[Document excerpt]
·····

Untested drugs raises Liberians hopes
August 12, 2014Anticipating the arrival of an experimental drug to treat Ebola, Liberia said on Tuesday (12.08.2014) it had requested samples and they would be brought into the country "by a representative of the US government."
The drug ZMapp would be administered to two Liberian doctors who had become infected with the virus, it said.
Liberian information minister Lewis Brown said his country had requested the drug without hesitation and they were looking forward to working on a "clinical trial of that and any other drug that is known, or accepted to have, a curative effect on Ebola victims. We think our people deserve that choice."
The drug, made by private US company Mapp Pharmaceuticals, has shown promising results but is still in an early phase of development. Clinical trials on humans have not yet been carried out.
Mapp said in a statement it had now sent all its available supplies to West Africa.
"In responding to the request received from a West African nation, the available supply of ZMapp is exhausted."
The company did not reveal which nation had received the doses, or how many had been sent.
But a statement on Tuesday released by a UK-based public relations firm representing the Liberian government said the treatment would be arriving in Liberia in the next 48 hours.
The statement confirmed that the two Liberian doctors had given their consent to being treated with the experimental drug and that "the drug maker has agreed to supply a sufficient amount of this drug only for these two patients."
Only three other people are thought to have received the drug - two Americans and a Spanish priest infected with the virus while working in Africa. The priest, Father Miguel Pajares, died on Tuesday, but the hospital where he was staying refused to confirm that he had received the untested medication.
'Virus cannot be stopped by treating patients'
A World Health Organization panel of experts on medical ethics ruled on Tuesday that it was ethical to offer unproven drugs or vaccines as potential treatment in West Africa's Ebola outbreak.
But David Heymann, professor of infectious disease epidemiology at the London School of Hygiene and Tropical Medicine, told DW that the virus could not be stopped by treating patients, but by three principal measures:
"The first is good infection control in hospitals so health workers and others in the hospital don't become infected. Second is community involvement, community understanding about how the infection is spread and what can be done by individuals in the community to prevent themselves from being infected, either during burial practices or caring for sick people. The third - and most important after hospital control - is tracing all those who had contact with the patient with Ebola and putting them under surveillance for a fever for a period of up to 30 days."
'But excuse me, do we have a choice?'
In Liberia, people responded positively to the news that experimental treatment was on its way. "I think it is good even though it was previously (only) tested on primates and now is being tested on two American health workers and we are getting reports that they are getting well," one Liberian told DW correspondent Julius Kanubah in Monrovia. "It is a very, very good thing to hear that the drug is on its way to Liberia," one woman added.
Former Liberian Health Minister Senator Peter Coleman, himself a medical practitioner, told DW that even drugs approved by the FDA (US Food and Drug Administration), by the different pharmaceutical regulatory arms of countries around the world, had collateral effects. Once you give drugs to people, you watch out for collateral, side effects - adverse effects, he said. "So once this drug is given to our people here, clinicians will monitor. But excuse me, do we have a choice? If your don't give these drugs, these people will die," he added.
Ebola has already claimed more than 300 lives in Liberia and a third province, Lofa, was placed under quarantine on Monday after similar measures were enacted in Bomi and Grand Cape Mount. President Ellen Johnson Sirleaf has also banned state officials from travelling abroad for a month and ordered those outside the country to return within a week.

·····

[Given data]

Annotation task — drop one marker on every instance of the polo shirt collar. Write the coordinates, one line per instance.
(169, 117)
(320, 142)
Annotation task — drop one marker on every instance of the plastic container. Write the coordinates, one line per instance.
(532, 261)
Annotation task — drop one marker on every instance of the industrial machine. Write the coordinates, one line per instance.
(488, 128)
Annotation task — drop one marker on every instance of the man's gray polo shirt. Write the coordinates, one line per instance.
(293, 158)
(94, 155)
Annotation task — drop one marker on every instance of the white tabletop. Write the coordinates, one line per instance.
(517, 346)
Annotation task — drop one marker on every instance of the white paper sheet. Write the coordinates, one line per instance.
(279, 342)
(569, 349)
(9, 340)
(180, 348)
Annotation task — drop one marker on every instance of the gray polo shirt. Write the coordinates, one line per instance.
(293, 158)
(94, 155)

·····

[Your objective]
Please quote, word for word, the passage of the Ebola drug article above starting with "But a statement" and going on through "the untested medication.".

[Task response]
But a statement on Tuesday released by a UK-based public relations firm representing the Liberian government said the treatment would be arriving in Liberia in the next 48 hours.
The statement confirmed that the two Liberian doctors had given their consent to being treated with the experimental drug and that "the drug maker has agreed to supply a sufficient amount of this drug only for these two patients."
Only three other people are thought to have received the drug - two Americans and a Spanish priest infected with the virus while working in Africa. The priest, Father Miguel Pajares, died on Tuesday, but the hospital where he was staying refused to confirm that he had received the untested medication.